Le problème
Peux-tu transformer en tableau Markdown les lignes situées entre celle qui contient "For the trial run, indicate each instance of the young" et celle qui contient "x=585 y=758", ces deux lignes incluses, avec les colonnes Numéro et Contenu, en omettant les lignes vides ?

Données fournies

•••••

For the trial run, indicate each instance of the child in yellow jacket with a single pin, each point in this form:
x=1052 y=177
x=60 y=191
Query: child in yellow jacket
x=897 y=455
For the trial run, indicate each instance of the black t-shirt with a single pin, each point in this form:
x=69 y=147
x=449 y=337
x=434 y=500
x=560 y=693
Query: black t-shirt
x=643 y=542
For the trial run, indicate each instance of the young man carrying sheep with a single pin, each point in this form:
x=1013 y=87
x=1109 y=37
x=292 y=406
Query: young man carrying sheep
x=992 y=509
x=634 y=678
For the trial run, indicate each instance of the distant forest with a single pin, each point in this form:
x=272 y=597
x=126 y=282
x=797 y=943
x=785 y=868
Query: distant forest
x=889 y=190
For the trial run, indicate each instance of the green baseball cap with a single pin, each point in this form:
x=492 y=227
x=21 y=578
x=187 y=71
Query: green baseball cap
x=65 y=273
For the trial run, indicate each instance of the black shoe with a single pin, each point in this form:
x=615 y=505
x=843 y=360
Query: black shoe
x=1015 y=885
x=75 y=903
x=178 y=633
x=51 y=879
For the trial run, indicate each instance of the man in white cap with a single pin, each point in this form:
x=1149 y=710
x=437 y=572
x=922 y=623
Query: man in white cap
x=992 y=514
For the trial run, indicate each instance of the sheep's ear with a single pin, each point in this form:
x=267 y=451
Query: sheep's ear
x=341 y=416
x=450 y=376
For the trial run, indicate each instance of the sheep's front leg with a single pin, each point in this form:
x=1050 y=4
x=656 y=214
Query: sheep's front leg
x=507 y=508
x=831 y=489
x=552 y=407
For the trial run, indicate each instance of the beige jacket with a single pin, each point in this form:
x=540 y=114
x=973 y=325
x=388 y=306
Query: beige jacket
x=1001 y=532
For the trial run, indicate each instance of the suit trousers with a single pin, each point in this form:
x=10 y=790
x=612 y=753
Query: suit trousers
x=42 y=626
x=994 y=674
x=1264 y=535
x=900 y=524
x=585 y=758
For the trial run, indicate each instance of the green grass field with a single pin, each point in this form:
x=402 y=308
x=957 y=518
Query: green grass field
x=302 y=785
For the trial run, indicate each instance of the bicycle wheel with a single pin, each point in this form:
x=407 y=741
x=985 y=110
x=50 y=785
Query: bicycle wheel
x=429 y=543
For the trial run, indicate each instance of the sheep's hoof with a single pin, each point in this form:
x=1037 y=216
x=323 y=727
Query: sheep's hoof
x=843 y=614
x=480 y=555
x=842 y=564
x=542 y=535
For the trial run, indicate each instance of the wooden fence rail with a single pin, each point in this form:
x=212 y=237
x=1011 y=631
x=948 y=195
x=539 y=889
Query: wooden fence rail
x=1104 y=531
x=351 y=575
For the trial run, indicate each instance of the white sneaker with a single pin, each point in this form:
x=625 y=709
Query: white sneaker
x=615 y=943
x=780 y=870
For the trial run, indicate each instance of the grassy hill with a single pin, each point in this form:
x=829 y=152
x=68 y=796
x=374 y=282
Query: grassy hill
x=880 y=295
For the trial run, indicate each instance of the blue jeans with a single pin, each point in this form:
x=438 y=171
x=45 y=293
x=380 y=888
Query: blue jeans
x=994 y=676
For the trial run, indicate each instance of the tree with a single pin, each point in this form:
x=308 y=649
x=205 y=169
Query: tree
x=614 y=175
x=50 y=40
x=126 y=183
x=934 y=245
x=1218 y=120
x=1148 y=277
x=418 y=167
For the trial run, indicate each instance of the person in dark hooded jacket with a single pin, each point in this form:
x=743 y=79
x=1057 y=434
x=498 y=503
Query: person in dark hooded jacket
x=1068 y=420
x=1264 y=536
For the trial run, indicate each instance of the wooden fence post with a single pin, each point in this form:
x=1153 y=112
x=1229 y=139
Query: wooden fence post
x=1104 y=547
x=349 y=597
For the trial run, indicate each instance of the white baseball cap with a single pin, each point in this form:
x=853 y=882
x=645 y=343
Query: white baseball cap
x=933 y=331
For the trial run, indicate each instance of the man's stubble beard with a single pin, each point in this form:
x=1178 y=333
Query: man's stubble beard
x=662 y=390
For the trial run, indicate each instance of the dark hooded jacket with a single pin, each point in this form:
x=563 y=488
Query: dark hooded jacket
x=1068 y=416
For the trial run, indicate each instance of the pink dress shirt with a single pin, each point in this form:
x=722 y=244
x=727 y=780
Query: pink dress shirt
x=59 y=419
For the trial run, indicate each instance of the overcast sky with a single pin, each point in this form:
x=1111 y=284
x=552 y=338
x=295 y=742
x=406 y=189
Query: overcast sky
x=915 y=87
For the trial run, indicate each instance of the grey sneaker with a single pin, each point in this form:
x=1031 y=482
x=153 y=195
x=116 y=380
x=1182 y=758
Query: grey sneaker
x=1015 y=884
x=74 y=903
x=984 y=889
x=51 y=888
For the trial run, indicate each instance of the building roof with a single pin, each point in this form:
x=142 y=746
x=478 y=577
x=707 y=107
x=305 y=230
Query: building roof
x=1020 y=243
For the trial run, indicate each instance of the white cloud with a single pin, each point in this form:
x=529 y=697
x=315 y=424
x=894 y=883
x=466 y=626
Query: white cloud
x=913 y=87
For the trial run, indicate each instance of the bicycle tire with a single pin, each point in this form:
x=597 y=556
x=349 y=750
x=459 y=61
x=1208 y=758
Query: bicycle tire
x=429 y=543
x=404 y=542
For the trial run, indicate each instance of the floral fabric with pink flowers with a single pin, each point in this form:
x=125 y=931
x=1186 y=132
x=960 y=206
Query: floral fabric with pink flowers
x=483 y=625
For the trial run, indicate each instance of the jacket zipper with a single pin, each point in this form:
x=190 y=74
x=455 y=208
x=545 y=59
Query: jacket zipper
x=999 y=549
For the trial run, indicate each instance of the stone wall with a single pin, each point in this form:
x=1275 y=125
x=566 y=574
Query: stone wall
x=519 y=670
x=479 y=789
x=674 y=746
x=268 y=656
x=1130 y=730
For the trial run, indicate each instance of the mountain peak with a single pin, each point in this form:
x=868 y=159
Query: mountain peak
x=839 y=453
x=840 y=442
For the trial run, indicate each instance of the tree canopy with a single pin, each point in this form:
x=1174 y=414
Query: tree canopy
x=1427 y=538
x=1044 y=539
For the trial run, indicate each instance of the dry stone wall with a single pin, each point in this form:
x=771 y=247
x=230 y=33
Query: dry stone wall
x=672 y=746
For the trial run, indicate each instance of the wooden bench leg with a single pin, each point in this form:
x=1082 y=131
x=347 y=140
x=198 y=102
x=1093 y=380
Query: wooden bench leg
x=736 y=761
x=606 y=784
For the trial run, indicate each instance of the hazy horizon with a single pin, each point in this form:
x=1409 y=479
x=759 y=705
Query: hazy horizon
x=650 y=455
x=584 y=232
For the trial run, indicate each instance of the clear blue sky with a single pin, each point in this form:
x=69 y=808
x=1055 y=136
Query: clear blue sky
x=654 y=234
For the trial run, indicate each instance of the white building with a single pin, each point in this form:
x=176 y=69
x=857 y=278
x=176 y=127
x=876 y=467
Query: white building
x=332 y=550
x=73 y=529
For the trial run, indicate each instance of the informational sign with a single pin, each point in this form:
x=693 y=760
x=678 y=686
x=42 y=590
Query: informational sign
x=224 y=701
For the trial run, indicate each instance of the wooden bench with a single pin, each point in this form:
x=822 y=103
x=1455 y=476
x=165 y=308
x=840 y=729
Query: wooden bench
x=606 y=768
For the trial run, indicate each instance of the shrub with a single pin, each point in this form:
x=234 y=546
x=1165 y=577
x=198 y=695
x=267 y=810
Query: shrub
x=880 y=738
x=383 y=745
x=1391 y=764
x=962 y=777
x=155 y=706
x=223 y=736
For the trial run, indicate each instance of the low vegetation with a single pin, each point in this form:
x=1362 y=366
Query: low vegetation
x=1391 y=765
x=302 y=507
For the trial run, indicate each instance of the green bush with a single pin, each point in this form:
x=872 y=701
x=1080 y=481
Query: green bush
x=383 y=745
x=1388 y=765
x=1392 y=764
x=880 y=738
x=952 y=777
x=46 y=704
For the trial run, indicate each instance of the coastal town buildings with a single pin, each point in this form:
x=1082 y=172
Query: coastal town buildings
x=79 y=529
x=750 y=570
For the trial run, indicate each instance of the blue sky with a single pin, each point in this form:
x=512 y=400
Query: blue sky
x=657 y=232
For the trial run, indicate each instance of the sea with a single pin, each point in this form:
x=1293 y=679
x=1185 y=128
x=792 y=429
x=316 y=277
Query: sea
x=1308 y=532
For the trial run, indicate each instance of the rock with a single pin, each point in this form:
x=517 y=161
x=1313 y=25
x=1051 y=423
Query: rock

•••••

Corrigé
| Numéro | Contenu |
|---|---|
| 1 | For the trial run, indicate each instance of the young man carrying sheep with a single pin, each point in this form: |
| 2 | x=1013 y=87 |
| 3 | x=1109 y=37 |
| 4 | x=292 y=406 |
| 5 | Query: young man carrying sheep |
| 6 | x=992 y=509 |
| 7 | x=634 y=678 |
| 8 | For the trial run, indicate each instance of the distant forest with a single pin, each point in this form: |
| 9 | x=272 y=597 |
| 10 | x=126 y=282 |
| 11 | x=797 y=943 |
| 12 | x=785 y=868 |
| 13 | Query: distant forest |
| 14 | x=889 y=190 |
| 15 | For the trial run, indicate each instance of the green baseball cap with a single pin, each point in this form: |
| 16 | x=492 y=227 |
| 17 | x=21 y=578 |
| 18 | x=187 y=71 |
| 19 | Query: green baseball cap |
| 20 | x=65 y=273 |
| 21 | For the trial run, indicate each instance of the black shoe with a single pin, each point in this form: |
| 22 | x=615 y=505 |
| 23 | x=843 y=360 |
| 24 | Query: black shoe |
| 25 | x=1015 y=885 |
| 26 | x=75 y=903 |
| 27 | x=178 y=633 |
| 28 | x=51 y=879 |
| 29 | For the trial run, indicate each instance of the man in white cap with a single pin, each point in this form: |
| 30 | x=1149 y=710 |
| 31 | x=437 y=572 |
| 32 | x=922 y=623 |
| 33 | Query: man in white cap |
| 34 | x=992 y=514 |
| 35 | For the trial run, indicate each instance of the sheep's ear with a single pin, each point in this form: |
| 36 | x=267 y=451 |
| 37 | Query: sheep's ear |
| 38 | x=341 y=416 |
| 39 | x=450 y=376 |
| 40 | For the trial run, indicate each instance of the sheep's front leg with a single pin, each point in this form: |
| 41 | x=1050 y=4 |
| 42 | x=656 y=214 |
| 43 | Query: sheep's front leg |
| 44 | x=507 y=508 |
| 45 | x=831 y=489 |
| 46 | x=552 y=407 |
| 47 | For the trial run, indicate each instance of the beige jacket with a single pin, each point in this form: |
| 48 | x=540 y=114 |
| 49 | x=973 y=325 |
| 50 | x=388 y=306 |
| 51 | Query: beige jacket |
| 52 | x=1001 y=532 |
| 53 | For the trial run, indicate each instance of the suit trousers with a single pin, each point in this form: |
| 54 | x=10 y=790 |
| 55 | x=612 y=753 |
| 56 | Query: suit trousers |
| 57 | x=42 y=626 |
| 58 | x=994 y=674 |
| 59 | x=1264 y=535 |
| 60 | x=900 y=524 |
| 61 | x=585 y=758 |